[begin Selected excerpt]

Protect Yourself From Identity Crime

Protect Yourself from Identity Crime

If you have been the victim of identity crime, you might not know it until you have been denied credit, received a bill for something you did not buy, or even received a credit card for which you did not apply. I can take months or even years to repair your credit and restore your good name after someone has used your identity. Take steps now to protect yourself from identity crime.

If you believe that you are a victim of identity theft, please visit:

What is Identity Crime?

  • Identity crime is the illegal use of another’s personal information, such as credit card numbers, social security number, or driver’s license number to commit fraud or other crimes.

What is Personal Identifying Information? How do criminals get my personal identifying information?

What is personal identifying information?

  • Name
  • Address
  • Date of birth
  • Social security number
  • Telephone numbers
  • Driver’s license number
  • Account numbers
  • Passwords
  • PIN numbers
  • Email address and screen name

How do criminals get my personal identifying information?

[end Selected excerpt]
[begin Entries shown]

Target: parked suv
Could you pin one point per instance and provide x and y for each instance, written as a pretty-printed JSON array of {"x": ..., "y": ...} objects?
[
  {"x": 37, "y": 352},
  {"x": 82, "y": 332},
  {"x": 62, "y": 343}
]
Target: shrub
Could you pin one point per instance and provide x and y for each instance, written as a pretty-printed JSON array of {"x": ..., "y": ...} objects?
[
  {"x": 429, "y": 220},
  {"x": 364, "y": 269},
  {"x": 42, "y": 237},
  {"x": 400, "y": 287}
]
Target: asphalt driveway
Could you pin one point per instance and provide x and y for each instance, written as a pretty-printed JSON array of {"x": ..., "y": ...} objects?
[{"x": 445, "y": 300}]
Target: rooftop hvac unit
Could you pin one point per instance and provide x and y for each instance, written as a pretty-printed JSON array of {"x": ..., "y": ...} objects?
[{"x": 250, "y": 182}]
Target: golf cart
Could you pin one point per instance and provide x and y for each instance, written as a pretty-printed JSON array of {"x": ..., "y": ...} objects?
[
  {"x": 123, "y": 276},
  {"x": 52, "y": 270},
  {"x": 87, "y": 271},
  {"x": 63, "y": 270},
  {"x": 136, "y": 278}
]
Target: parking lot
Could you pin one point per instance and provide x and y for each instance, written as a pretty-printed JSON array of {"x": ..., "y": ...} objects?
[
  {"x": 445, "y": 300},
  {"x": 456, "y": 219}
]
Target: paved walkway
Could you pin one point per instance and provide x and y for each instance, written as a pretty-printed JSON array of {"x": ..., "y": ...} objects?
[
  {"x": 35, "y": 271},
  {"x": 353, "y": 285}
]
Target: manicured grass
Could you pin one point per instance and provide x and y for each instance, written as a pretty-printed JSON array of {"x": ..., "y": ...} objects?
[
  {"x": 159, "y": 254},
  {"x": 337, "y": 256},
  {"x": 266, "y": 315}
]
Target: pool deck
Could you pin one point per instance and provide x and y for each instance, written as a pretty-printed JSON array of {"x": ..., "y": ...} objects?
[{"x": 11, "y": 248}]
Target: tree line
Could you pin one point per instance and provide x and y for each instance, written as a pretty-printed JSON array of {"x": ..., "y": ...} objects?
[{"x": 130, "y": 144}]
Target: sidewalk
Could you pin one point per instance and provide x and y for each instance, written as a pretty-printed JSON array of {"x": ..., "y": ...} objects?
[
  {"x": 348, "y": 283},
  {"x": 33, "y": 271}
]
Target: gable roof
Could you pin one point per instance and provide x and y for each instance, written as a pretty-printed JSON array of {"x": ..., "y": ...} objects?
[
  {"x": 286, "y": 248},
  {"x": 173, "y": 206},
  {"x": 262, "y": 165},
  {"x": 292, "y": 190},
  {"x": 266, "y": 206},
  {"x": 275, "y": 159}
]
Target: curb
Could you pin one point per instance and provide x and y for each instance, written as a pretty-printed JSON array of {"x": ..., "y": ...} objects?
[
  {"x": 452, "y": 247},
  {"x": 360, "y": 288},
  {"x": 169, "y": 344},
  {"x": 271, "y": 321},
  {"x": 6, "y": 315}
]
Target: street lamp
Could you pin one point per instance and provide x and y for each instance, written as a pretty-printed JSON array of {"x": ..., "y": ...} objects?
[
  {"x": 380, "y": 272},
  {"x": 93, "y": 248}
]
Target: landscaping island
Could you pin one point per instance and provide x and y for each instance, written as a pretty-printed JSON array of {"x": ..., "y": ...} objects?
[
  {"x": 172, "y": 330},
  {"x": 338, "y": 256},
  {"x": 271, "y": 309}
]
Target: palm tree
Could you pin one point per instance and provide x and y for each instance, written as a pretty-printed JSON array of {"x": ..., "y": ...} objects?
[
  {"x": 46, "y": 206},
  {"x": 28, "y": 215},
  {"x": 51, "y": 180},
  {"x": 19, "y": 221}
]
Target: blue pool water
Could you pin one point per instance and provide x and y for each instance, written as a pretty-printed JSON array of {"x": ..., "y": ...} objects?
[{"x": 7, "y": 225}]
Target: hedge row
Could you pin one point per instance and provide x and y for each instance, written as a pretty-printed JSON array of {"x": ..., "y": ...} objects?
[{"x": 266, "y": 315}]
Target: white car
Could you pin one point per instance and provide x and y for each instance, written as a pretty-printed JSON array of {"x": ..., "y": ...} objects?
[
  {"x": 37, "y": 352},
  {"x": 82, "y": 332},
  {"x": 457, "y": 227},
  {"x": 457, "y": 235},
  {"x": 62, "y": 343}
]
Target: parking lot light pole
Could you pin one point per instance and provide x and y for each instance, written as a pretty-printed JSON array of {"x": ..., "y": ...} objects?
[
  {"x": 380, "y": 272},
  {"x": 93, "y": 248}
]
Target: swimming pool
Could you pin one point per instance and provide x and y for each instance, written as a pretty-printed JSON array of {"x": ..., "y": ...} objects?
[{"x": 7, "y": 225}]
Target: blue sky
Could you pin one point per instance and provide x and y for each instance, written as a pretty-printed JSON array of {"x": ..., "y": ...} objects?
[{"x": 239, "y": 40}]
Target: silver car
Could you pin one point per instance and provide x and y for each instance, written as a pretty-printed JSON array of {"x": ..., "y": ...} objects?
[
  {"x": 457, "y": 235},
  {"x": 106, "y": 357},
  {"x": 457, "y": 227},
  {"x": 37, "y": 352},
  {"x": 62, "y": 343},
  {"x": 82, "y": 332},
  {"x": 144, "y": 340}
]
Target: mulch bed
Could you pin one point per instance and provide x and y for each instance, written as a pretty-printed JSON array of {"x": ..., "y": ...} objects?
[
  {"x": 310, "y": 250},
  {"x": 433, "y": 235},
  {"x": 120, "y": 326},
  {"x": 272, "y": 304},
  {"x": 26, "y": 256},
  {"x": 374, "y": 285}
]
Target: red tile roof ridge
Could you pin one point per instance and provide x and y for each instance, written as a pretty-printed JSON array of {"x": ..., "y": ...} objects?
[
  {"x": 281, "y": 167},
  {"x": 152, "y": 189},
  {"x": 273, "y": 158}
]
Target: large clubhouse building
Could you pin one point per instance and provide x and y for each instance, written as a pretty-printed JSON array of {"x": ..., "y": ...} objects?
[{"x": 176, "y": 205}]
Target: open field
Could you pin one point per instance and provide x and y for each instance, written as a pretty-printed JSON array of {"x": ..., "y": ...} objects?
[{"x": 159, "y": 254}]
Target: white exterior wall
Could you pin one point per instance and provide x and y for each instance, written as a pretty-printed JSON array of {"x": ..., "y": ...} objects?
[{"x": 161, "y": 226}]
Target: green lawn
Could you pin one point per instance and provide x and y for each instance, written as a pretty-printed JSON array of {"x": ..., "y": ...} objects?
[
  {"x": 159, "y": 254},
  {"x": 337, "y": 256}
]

[end Entries shown]

Parts of the exercise -
[1] Could you transcribe the identity crime page, everything from "If you have" down to "from identity crime."?
[2] Answer these questions about the identity crime page:
(a) What three kinds of personal information does the page name in its definition of identity crime?
(b) What item comes last in the list of personal identifying information?
(c) What kind of card might a victim receive without having applied for it?
[3] Can you supply the next part of the identity crime page, picking up after its final heading?

Results by task -
[1]
If you have been the victim of identity crime, you might not know it until you have been denied credit, received a bill for something you did not buy, or even received a credit card for which you did not apply. I can take months or even years to repair your credit and restore your good name after someone has used your identity. Take steps now to protect yourself from identity crime.

[2]
(a) Credit card numbers, social security number, and driver's license number.
(b) Email address and screen name.
(c) A credit card.

[3]
  • Steal your wallet or purse
  • Burglarize your home
  • Steal your credit or debit card numbers
  • Steal mail from your mailbox
  • Go through your trash
  • Fraudulently obtain your credit reports or personnel records
  • Divert your mail using change-of-address form
  • Ask you to give your account numbers over the phone or by email
  • Purchase information from unscrupulous employees at companies with which you do business
  • Burglarize businesses that have your information on file
  • Hack into your computer

What do criminals do with my personal identifying information?

  • Make purchases with your credit cards, sometimes after calling the card issuer and asking for a change of mail address to divert bills and delay detection.
  • Drain your bank account using electronic fund transfers, counterfeit checks, or a debit card.
  • Open a new credit card account in your name.
  • Establish utility, telephone, or Internet service in your name.
  • Open a bank account in your name to avoid paying debts they have incurred in your name.
  • Buy cars in your name.
  • Give your name to the police after an arrest.
  • Use your name and credit when they buy goods and services to be used in illegal activities.
  • Use your social security number to obtain employment.

How can I protect my identifying information?

  • Remove your social security number from your driver’s license, personal checks, and financial documents.
  • Store your social security card in a safe place in your home, such as a locked safe, not in your purse or wallet.
  • Write to any businesses or institutions that use your social security number as your identification number and ask them to issue a different identification number for you.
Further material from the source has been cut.